====== Information shown ======

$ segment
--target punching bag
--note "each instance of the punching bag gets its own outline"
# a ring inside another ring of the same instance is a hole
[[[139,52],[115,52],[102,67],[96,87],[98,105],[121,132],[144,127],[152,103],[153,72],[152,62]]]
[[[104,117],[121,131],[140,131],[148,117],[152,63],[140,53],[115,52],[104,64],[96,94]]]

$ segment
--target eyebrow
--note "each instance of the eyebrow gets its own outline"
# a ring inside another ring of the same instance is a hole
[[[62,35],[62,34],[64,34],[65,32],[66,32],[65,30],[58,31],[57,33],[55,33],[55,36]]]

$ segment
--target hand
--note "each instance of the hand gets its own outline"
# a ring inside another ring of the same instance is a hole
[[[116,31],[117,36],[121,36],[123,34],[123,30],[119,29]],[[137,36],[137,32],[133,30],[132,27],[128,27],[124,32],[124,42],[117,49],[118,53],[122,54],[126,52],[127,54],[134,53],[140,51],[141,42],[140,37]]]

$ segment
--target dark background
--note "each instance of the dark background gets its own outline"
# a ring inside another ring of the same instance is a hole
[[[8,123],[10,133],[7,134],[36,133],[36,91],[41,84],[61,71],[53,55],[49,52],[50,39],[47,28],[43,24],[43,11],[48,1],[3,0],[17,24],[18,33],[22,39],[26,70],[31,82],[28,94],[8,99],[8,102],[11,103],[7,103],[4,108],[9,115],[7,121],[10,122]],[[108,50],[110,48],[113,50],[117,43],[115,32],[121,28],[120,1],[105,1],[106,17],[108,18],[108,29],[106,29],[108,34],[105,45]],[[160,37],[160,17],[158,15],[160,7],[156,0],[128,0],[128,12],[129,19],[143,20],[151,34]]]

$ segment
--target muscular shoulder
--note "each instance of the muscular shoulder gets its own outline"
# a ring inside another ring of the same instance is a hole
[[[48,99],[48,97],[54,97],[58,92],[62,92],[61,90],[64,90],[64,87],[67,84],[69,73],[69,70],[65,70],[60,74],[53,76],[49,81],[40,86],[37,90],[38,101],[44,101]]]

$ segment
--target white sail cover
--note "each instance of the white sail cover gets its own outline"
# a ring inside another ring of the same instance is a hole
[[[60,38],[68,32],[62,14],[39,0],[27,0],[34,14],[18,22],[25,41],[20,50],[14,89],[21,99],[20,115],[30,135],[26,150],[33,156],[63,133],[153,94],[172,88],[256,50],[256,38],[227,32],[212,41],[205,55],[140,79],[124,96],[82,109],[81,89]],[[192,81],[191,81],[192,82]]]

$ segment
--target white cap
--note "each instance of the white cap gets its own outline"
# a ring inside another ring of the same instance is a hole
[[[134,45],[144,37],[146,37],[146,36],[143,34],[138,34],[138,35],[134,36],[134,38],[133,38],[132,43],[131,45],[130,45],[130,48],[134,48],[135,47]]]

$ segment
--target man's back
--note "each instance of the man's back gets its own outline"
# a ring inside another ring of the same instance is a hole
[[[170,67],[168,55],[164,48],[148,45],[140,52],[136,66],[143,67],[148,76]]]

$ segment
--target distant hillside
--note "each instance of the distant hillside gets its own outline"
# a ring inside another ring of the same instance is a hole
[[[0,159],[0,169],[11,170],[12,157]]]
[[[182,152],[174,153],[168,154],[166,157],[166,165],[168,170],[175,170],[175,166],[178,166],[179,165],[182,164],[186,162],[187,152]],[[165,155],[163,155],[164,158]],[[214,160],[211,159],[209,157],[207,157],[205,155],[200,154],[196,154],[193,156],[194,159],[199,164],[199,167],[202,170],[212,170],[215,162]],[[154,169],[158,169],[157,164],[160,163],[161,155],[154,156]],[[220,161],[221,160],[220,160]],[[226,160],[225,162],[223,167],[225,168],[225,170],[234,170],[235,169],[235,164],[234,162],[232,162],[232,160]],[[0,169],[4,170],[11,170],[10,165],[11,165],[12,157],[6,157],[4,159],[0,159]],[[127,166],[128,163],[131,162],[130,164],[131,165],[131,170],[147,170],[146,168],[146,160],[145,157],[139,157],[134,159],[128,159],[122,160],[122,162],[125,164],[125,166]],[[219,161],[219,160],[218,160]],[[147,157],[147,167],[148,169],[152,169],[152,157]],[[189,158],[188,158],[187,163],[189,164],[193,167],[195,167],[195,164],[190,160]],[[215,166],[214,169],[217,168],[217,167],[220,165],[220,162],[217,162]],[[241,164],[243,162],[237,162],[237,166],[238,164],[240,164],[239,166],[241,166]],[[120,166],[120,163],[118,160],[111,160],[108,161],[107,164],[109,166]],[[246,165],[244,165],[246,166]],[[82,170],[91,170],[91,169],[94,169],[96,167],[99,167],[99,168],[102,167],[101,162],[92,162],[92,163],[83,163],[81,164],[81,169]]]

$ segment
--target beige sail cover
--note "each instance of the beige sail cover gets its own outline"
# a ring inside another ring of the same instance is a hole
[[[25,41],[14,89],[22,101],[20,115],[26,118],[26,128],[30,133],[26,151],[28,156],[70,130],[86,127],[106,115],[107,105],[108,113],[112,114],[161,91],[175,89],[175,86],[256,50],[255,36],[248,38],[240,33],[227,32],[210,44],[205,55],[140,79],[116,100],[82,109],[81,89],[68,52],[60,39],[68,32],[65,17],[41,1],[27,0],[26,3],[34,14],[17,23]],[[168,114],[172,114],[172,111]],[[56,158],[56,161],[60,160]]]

======

Faithfully reproduce all of the records, character for character.

$ segment
--target punching bag
--note "each instance of the punching bag gets its own outline"
# a ring inside another ring of the same instance is a hole
[[[139,52],[115,52],[102,67],[96,87],[98,105],[121,132],[144,127],[152,103],[153,72],[152,62]]]
[[[104,117],[121,131],[140,131],[148,117],[152,63],[140,53],[115,52],[104,64],[96,94]]]

$ segment
--target eyebrow
--note "each instance of the eyebrow gets its own outline"
# a ring inside another ring of the same instance is a hole
[[[62,35],[62,34],[64,34],[65,32],[66,32],[65,30],[58,31],[57,33],[55,33],[55,36]]]

$ segment
--target hand
--note "each instance of the hand gets its own outline"
# a ring inside another ring of the same instance is a hole
[[[116,31],[117,36],[121,36],[123,34],[123,30],[119,29]],[[137,36],[137,32],[133,30],[132,27],[128,27],[124,32],[124,42],[117,49],[118,53],[122,54],[126,52],[127,54],[134,53],[140,51],[141,42],[140,37]]]

$ segment
--target dark background
--note "each instance of the dark background gets its own outline"
# a ring inside another ring of the same instance is a hole
[[[8,123],[10,133],[7,134],[36,133],[36,91],[41,84],[61,71],[53,55],[49,52],[50,39],[47,28],[43,24],[43,11],[48,1],[3,0],[17,24],[18,33],[22,39],[26,70],[31,82],[28,94],[8,99],[8,102],[11,103],[7,103],[4,108],[9,115],[7,121],[10,122]],[[108,50],[110,48],[113,50],[117,43],[115,32],[121,28],[120,1],[105,1],[106,17],[108,18],[108,29],[106,29],[108,34],[105,45]],[[160,37],[160,17],[158,15],[160,7],[156,0],[128,0],[128,12],[129,19],[143,20],[151,34]]]

$ segment
--target muscular shoulder
--note "each instance of the muscular shoulder gets its own outline"
# a ring inside another ring of the same instance is a hole
[[[48,99],[48,97],[54,97],[58,92],[62,92],[61,90],[64,90],[64,87],[67,84],[69,73],[69,70],[65,70],[60,74],[53,76],[49,81],[40,86],[37,90],[38,101],[44,101]]]

$ segment
--target white sail cover
--note "each instance of the white sail cover gets its own outline"
# a ring inside another ring of the same instance is a hole
[[[60,38],[68,32],[62,14],[39,0],[27,0],[34,14],[18,22],[25,41],[20,50],[14,89],[21,99],[20,115],[30,135],[26,150],[33,156],[63,133],[153,94],[172,88],[256,50],[256,38],[227,32],[212,41],[205,55],[140,79],[124,96],[82,109],[81,89]],[[192,81],[191,81],[192,82]]]

$ segment
--target white cap
--note "each instance of the white cap gets its own outline"
# a ring inside another ring of the same instance is a hole
[[[134,45],[144,37],[146,37],[146,36],[143,34],[138,34],[138,35],[134,36],[134,38],[133,38],[132,43],[131,45],[130,45],[130,48],[134,48],[135,47]]]

$ segment
--target man's back
--note "each instance of the man's back gets its own outline"
# a ring inside another ring of the same instance is a hole
[[[170,67],[168,55],[164,48],[148,45],[140,52],[136,66],[143,67],[148,76]]]

$ segment
--target distant hillside
--note "each instance of the distant hillside gets its own outline"
# a ring inside another ring of the same instance is a hole
[[[0,159],[0,169],[11,170],[12,157]]]
[[[182,152],[174,153],[168,154],[166,157],[166,165],[168,170],[175,170],[175,166],[178,166],[179,165],[182,164],[186,162],[187,152]],[[165,155],[163,155],[164,158]],[[214,160],[211,159],[209,157],[207,157],[205,155],[200,154],[196,154],[193,156],[194,159],[199,164],[199,167],[202,170],[212,170],[215,162]],[[154,169],[158,169],[157,164],[160,163],[161,155],[154,156]],[[220,161],[221,160],[220,160]],[[226,160],[225,162],[223,167],[225,168],[225,170],[234,170],[235,169],[235,164],[234,162],[232,162],[232,160]],[[0,169],[4,170],[11,170],[10,165],[11,165],[12,157],[6,157],[4,159],[0,159]],[[127,166],[128,163],[131,162],[130,164],[131,165],[131,170],[147,170],[146,168],[146,160],[145,157],[139,157],[134,159],[128,159],[122,160],[122,162],[125,164],[125,166]],[[219,161],[219,160],[218,160]],[[147,157],[147,167],[148,169],[152,169],[152,157]],[[189,158],[188,158],[187,163],[189,164],[193,167],[195,167],[195,164],[190,160]],[[215,166],[214,169],[217,168],[217,167],[220,165],[220,162],[217,162]],[[241,164],[243,162],[237,162],[237,166],[238,164],[240,164],[239,166],[241,166]],[[120,166],[120,163],[118,160],[111,160],[108,161],[107,164],[109,166]],[[246,165],[244,165],[246,166]],[[82,170],[91,170],[91,169],[94,169],[96,167],[99,167],[99,168],[102,167],[101,162],[92,162],[92,163],[83,163],[81,164],[81,169]]]

$ segment
--target beige sail cover
--note "each instance of the beige sail cover gets its own outline"
# a ring inside another ring of the same instance is a hole
[[[25,41],[14,89],[22,101],[20,115],[26,118],[26,128],[30,133],[26,151],[28,156],[70,130],[86,127],[106,115],[107,105],[108,113],[112,114],[161,91],[175,89],[175,86],[256,50],[255,36],[248,38],[240,33],[227,32],[210,44],[205,55],[140,79],[116,100],[82,109],[81,89],[68,52],[60,39],[68,32],[65,17],[41,1],[27,0],[26,3],[34,14],[17,23]],[[168,114],[172,114],[172,111]],[[56,158],[56,161],[60,160]]]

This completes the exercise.